Alıştırmanın amacı: Devlet desteği konusundaki metni, tek bir harfini bile değiştirmeden baştan sona yeniden yazın.

Kaynak metin:
═══

Bütün bunları yaparken hiçbir devlet desteği, hibesi ve yardımının da asla kullanılmadığını belirtmek yerinde olur. Çünkü böyle bir desteğin üzerinde on milyonlarca kişinin hakkı olduğundan devletten böyle bir destek almak aslında son derece dehşet vericidir ve eğer istemeden bile olsa, böyle bir destek olması gerektiği gibi kullanılmazsa bunun vebâli nasıl ödenir?
Ortalıkta birileri devlet desteği istediğinden dem vurup duruyorsa çok büyük ihtimalle yapacakları işten ne kendilerine ne de millete bir hayır beklememek lâzımdır. Zaten bu destekleri kimlerin aldığı incelenirse en önde, devletten daha zengin olmaları muhtemel en büyük sermaye gruplarıyla karşılaşırsınız, sonuçları ise aşikardır.
Aslında devletin sağlaması gereken destek bu değildir ve sadece adaletin ve düzenin tesisinden ibarettir, gerisi kendiliğinden gelir. Bu yazıda bahsi geçen işletme de hiçbir devlet desteği kullanmadan neler yapılabileceğinin bâriz bir numunesidir. Velhasıl devletin maddi olarak destek olması değil sadece köstek olmaması yeterlidir ama bakalım aşağıda neler olacak...

═══

Verilen satırlar:
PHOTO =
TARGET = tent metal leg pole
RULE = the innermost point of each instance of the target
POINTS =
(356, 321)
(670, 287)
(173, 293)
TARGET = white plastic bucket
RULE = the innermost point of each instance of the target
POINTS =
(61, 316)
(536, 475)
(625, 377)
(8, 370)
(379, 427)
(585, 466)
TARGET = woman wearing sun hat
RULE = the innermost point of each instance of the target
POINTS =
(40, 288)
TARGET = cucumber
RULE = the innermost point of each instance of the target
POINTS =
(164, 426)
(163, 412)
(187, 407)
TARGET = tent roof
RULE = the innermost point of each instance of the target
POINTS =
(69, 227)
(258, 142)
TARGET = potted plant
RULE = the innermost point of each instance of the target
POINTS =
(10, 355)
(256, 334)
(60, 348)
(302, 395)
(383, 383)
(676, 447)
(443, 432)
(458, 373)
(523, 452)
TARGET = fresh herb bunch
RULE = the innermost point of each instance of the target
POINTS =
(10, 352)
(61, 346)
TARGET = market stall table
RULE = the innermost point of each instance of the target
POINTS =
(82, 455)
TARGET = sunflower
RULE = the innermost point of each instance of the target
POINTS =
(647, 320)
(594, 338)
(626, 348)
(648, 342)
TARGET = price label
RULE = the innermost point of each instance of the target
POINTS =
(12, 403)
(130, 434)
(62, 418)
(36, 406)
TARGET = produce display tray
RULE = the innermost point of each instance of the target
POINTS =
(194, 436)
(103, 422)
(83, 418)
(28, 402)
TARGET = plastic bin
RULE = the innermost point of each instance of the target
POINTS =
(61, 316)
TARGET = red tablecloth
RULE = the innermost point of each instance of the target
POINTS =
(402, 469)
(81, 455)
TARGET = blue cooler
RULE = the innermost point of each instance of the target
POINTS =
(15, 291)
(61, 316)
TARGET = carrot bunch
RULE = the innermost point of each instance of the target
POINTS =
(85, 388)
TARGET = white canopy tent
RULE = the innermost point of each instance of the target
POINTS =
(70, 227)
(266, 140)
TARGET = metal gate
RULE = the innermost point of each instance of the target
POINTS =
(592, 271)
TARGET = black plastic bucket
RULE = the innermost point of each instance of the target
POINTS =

═══

Alıştırma çıktısı:
Bütün bunları yaparken hiçbir devlet desteği, hibesi ve yardımının da asla kullanılmadığını belirtmek yerinde olur. Çünkü böyle bir desteğin üzerinde on milyonlarca kişinin hakkı olduğundan devletten böyle bir destek almak aslında son derece dehşet vericidir ve eğer istemeden bile olsa, böyle bir destek olması gerektiği gibi kullanılmazsa bunun vebâli nasıl ödenir?
Ortalıkta birileri devlet desteği istediğinden dem vurup duruyorsa çok büyük ihtimalle yapacakları işten ne kendilerine ne de millete bir hayır beklememek lâzımdır. Zaten bu destekleri kimlerin aldığı incelenirse en önde, devletten daha zengin olmaları muhtemel en büyük sermaye gruplarıyla karşılaşırsınız, sonuçları ise aşikardır.
Aslında devletin sağlaması gereken destek bu değildir ve sadece adaletin ve düzenin tesisinden ibarettir, gerisi kendiliğinden gelir. Bu yazıda bahsi geçen işletme de hiçbir devlet desteği kullanmadan neler yapılabileceğinin bâriz bir numunesidir. Velhasıl devletin maddi olarak destek olması değil sadece köstek olmaması yeterlidir ama bakalım aşağıda neler olacak...